Brousson was becoming exhausted by the fatigues and privations he had
encountered during his two years' wanderings and preachings in the
Cevennes; and he not only desired to give the people a relaxation from
their persecution, but to give himself some absolutely necessary rest.
He accordingly proceeded to Nismes, his birthplace, where many people
knew him; and where, if they betrayed him, they might easily have
earned five thousand livres. But so much faith was kept by the
Protestants amongst one another, that Brousson felt that his life was
quite as safe amongst his townspeople as it had been during the last
two years amongst the mountaineers of the Cevennes.

It soon became known to the priests, and then to the Intendant, that
Brousson was resident in concealment at Nismes; and great efforts were
accordingly made for his apprehension. During the search, a letter of
Brousson's was found in the possession of M. Guion, an aged minister,
who had returned from Switzerland to resume his ministry, according as
he might find it practicable. The result of this discovery was, that
Guion was apprehended, taken before the Intendant, condemned to be
executed, and sent to Montpellier, where he gave up his life at
seventy years old--the drums beating, as usual, that nobody might hear
his last words. The house in which Guion had been taken at Nismes was
ordered to be razed to the ground, in punishment of the owner who had
given him shelter.

After spending about a month at Nismes, Brousson was urged by his
friends to quit the city. He accordingly succeeded in passing through
the gates, and went to resume his former work. His first assembly was
held in a commodious place on the Gardon, between Valence, Brignon,
and St. Maurice, about ten miles distant from Nismes. Although he had
requested that only the Protestants in the immediate neighbourhood
should attend the meeting, so as not to excite the apprehensions of
the authorities, yet a multitude of persons came from Uzes and Nismes,
augmented by accessions from upwards of thirty villages. The service
was commenced about ten o'clock, and was not completed until midnight.

The concourse of persons from all quarters had been so great that the
soldiers could not fail to be informed of it. Accordingly they rode
towards the place of assemblage late at night, but they did not arrive
until the meeting had been dissolved. One troop of soldiers took
ambush in a wood through which the worshippers would return on their
way back to Uzes. The command had been given to "draw blood from the
conventicles." On the approach of the people the soldiers fired, and
killed and wounded several. About forty others wore taken prisoners.
The men were sent to the galleys for life, and the women were thrown
into gaol at Carcassone--the Tower of Constance being then too full of
prisoners.

• [Material]
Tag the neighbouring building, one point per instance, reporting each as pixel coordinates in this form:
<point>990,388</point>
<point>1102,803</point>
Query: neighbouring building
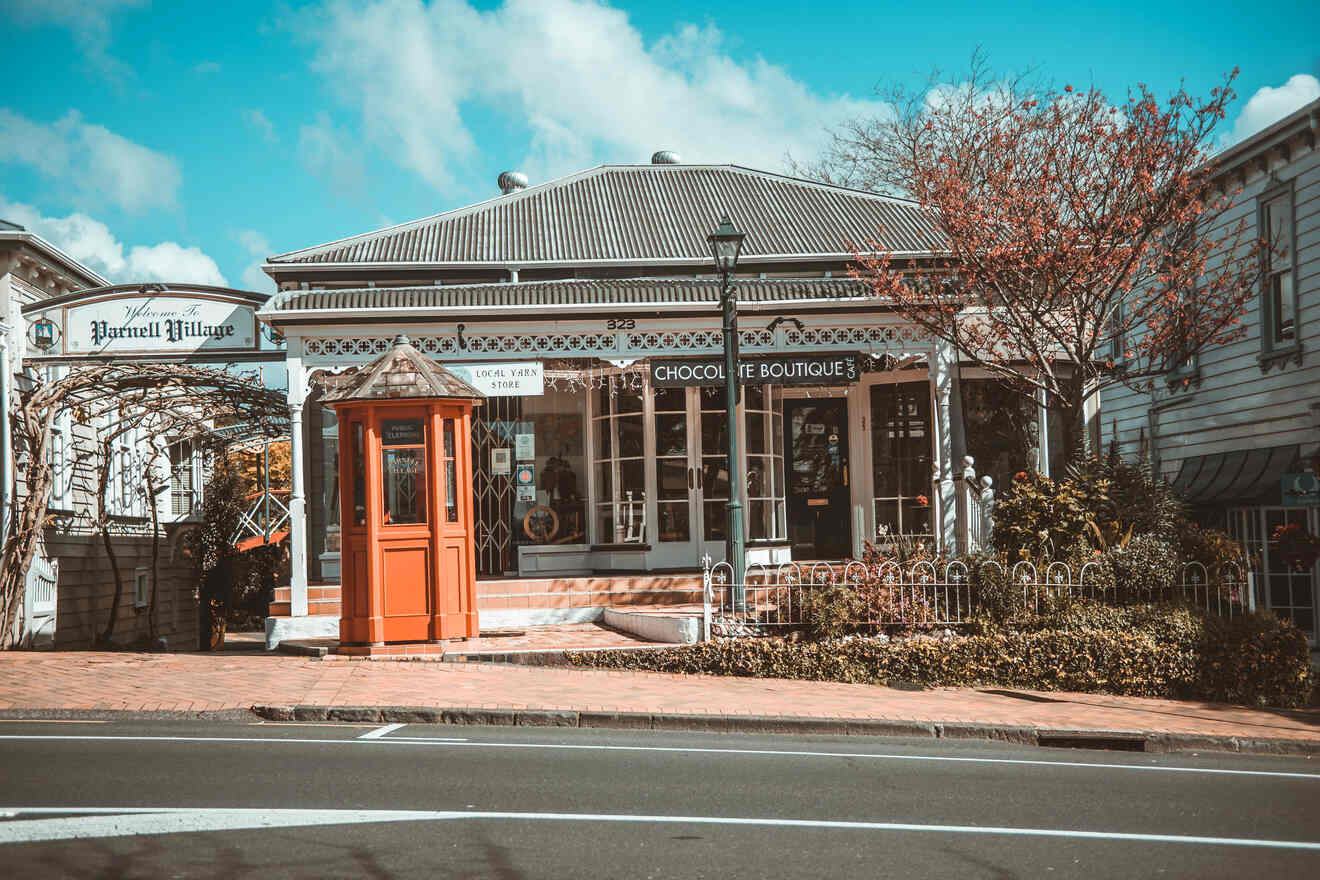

--

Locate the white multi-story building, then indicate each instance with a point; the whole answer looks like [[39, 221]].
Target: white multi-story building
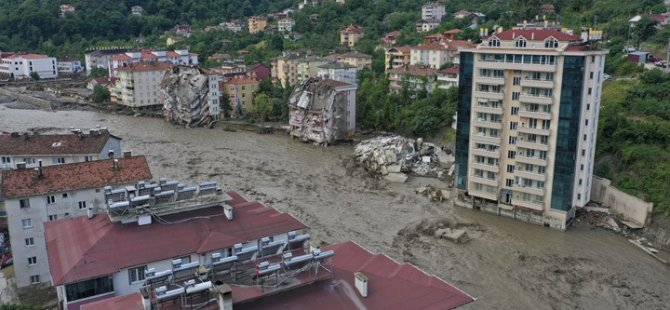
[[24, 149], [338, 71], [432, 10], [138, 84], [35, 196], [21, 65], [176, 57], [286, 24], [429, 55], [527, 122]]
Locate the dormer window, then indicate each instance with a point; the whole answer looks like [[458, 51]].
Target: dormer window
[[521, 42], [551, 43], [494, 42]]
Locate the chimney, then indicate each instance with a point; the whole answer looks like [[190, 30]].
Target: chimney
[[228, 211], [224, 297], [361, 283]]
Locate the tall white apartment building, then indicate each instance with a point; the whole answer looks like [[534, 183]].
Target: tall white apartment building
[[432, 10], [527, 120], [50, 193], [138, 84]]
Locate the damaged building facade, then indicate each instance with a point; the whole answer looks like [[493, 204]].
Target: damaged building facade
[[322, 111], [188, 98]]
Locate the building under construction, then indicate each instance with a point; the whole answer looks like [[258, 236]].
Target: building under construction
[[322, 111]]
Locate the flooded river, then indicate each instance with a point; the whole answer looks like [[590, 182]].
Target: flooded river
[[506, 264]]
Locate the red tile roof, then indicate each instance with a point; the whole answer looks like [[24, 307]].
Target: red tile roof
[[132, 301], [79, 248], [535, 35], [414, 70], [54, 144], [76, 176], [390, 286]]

• [Task description] Revise the passage about Brousson, starting with "It soon became" and going on through "given him shelter.", changing "Intendant" to "Governor" wherever it occurs.

• [Right answer]
It soon became known to the priests, and then to the Governor, that
Brousson was resident in concealment at Nismes; and great efforts were
accordingly made for his apprehension. During the search, a letter of
Brousson's was found in the possession of M. Guion, an aged minister,
who had returned from Switzerland to resume his ministry, according as
he might find it practicable. The result of this discovery was, that
Guion was apprehended, taken before the Governor, condemned to be
executed, and sent to Montpellier, where he gave up his life at
seventy years old--the drums beating, as usual, that nobody might hear
his last words. The house in which Guion had been taken at Nismes was
ordered to be razed to the ground, in punishment of the owner who had
given him shelter.